**Seçilmiş alıntı:**

● ● ● ●

TRT Haber, Cizre’de bir bodrum katına düzenlenen operasyonda “60 PKK mensubu öldürüldü” iddiasını duyurdu. TRT tarafından duyurulan iddiadan sonra ilgili habere ilişkin herhangi bir açıklama yapılmazken, internet portalında yer alan haber, site üzerinden kaldırıldı. Bunun üzerine Faysal Sarıyıldız, ikinci bir binanın bodrum katından bahsederken, "Binaların ikincisinde çoğu yaralı 62 insan olduğu bilgisi mevcuttu bizde. Onlarcasının katledildiği kesin. Zaten daha önce 9 kişi yakılarak katledilmişti. Bir çocuk kapıda infaz edilmişti. Katledilenlerin cenazeleri de bu binada bulunuyordu. Şimdi de petrolün arkasındaki evde 30'a yakın kişinin yanmış halde bulunduğu ve bedenlerinde kurşun izi olmadığı bilgisi bize ulaştı" ifadelerini kullandı.
 
‘Biz Hitler gibi kimseyi gaz odalarında yakmadık!’
 
Binlerce insanın göç etmek zorunda kaldığı yasak sırasında Cizre Halk Meclisi Eşbaşkanları Mehmet Tunç ve Asiye Yüksel ile birlikte aralarında yine siyasetçi, gazeteci ve öğrencilerin de bulunduğu onlarca insan, mahsur kaldıkları evlerin bodrum katında ambulans beklerken yakılarak katledildi. Bugün ise İçişleri Bakanı Süleyman Soylu Cizre bodrumlarını unutup Nazi Almanyası'na atıfta bulunarak, “Ama biz kimseyi gaz odalarında yakmadık” ifadesini kullandı. Yasaktan geriye ise asırlar geçse de hatırlanacak Mehmet Tunç’un “Biz diz çökmedik. Kalan insanların bizimle gurur duyması lazım” sözleri kaldı. Cizre'nin direniş geleneğine Asiye Yüksel ve Mehmet Tunç da eklendi.

● ● ● ●

**Veri bölümü:**
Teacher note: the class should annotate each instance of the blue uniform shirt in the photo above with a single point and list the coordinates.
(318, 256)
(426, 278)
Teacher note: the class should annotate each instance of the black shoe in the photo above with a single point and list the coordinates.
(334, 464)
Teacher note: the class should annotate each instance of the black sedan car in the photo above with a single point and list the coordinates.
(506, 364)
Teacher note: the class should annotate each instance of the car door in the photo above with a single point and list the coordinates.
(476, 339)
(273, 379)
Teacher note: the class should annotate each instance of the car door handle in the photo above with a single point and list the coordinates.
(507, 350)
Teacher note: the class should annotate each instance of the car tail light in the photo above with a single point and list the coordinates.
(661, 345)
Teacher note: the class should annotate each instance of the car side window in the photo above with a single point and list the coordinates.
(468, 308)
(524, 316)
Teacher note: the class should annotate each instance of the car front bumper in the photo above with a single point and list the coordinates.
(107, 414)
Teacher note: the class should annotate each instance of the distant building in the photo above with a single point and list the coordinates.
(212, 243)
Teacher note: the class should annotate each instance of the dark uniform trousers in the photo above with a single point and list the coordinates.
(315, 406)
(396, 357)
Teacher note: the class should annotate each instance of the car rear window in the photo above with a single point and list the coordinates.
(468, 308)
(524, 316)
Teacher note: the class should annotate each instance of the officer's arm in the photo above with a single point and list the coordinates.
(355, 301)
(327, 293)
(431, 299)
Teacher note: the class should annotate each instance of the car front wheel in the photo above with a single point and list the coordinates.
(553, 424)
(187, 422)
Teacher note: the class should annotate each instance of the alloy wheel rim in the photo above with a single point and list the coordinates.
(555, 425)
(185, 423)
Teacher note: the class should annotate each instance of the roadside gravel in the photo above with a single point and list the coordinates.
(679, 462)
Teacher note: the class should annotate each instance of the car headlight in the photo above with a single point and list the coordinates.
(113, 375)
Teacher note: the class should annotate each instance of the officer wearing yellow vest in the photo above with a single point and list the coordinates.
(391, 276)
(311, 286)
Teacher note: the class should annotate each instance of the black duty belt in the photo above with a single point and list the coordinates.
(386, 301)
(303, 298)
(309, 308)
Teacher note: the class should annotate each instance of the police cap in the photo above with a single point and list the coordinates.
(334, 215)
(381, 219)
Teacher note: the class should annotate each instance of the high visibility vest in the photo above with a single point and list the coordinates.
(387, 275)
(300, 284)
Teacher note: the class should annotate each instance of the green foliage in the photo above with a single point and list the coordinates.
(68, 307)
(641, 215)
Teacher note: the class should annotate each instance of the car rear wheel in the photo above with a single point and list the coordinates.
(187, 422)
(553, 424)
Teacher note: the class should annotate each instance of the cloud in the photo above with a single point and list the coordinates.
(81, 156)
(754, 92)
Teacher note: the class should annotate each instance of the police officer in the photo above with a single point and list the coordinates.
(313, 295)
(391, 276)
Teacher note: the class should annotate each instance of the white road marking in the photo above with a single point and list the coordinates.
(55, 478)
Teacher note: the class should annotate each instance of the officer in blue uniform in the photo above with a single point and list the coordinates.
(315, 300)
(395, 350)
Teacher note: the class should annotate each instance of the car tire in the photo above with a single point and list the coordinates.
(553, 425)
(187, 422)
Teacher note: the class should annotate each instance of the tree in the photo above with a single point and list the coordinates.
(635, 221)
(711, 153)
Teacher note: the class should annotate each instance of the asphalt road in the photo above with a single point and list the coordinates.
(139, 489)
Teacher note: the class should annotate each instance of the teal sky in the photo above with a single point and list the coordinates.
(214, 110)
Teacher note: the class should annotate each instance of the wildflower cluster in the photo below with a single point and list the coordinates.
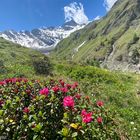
(33, 110)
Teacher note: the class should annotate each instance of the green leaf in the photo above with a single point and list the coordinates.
(1, 112)
(75, 134)
(35, 137)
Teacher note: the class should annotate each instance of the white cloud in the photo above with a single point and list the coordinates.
(108, 4)
(97, 18)
(75, 11)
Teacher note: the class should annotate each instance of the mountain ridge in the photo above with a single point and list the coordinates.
(41, 38)
(112, 41)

● ● ● ●

**Alıştırma yönergesi:**
Cizre metninin "Binlerce insanın göç" ifadesinden "Tunç da eklendi." ifadesine kadar olan kısmını hiçbir değişiklik yapmadan döndürün. Kayıtlar başka bir kaynaktan alınmıştır.

**Tamamlanan görev:**
Binlerce insanın göç etmek zorunda kaldığı yasak sırasında Cizre Halk Meclisi Eşbaşkanları Mehmet Tunç ve Asiye Yüksel ile birlikte aralarında yine siyasetçi, gazeteci ve öğrencilerin de bulunduğu onlarca insan, mahsur kaldıkları evlerin bodrum katında ambulans beklerken yakılarak katledildi. Bugün ise İçişleri Bakanı Süleyman Soylu Cizre bodrumlarını unutup Nazi Almanyası'na atıfta bulunarak, “Ama biz kimseyi gaz odalarında yakmadık” ifadesini kullandı. Yasaktan geriye ise asırlar geçse de hatırlanacak Mehmet Tunç’un “Biz diz çökmedik. Kalan insanların bizimle gurur duyması lazım” sözleri kaldı. Cizre'nin direniş geleneğine Asiye Yüksel ve Mehmet Tunç da eklendi.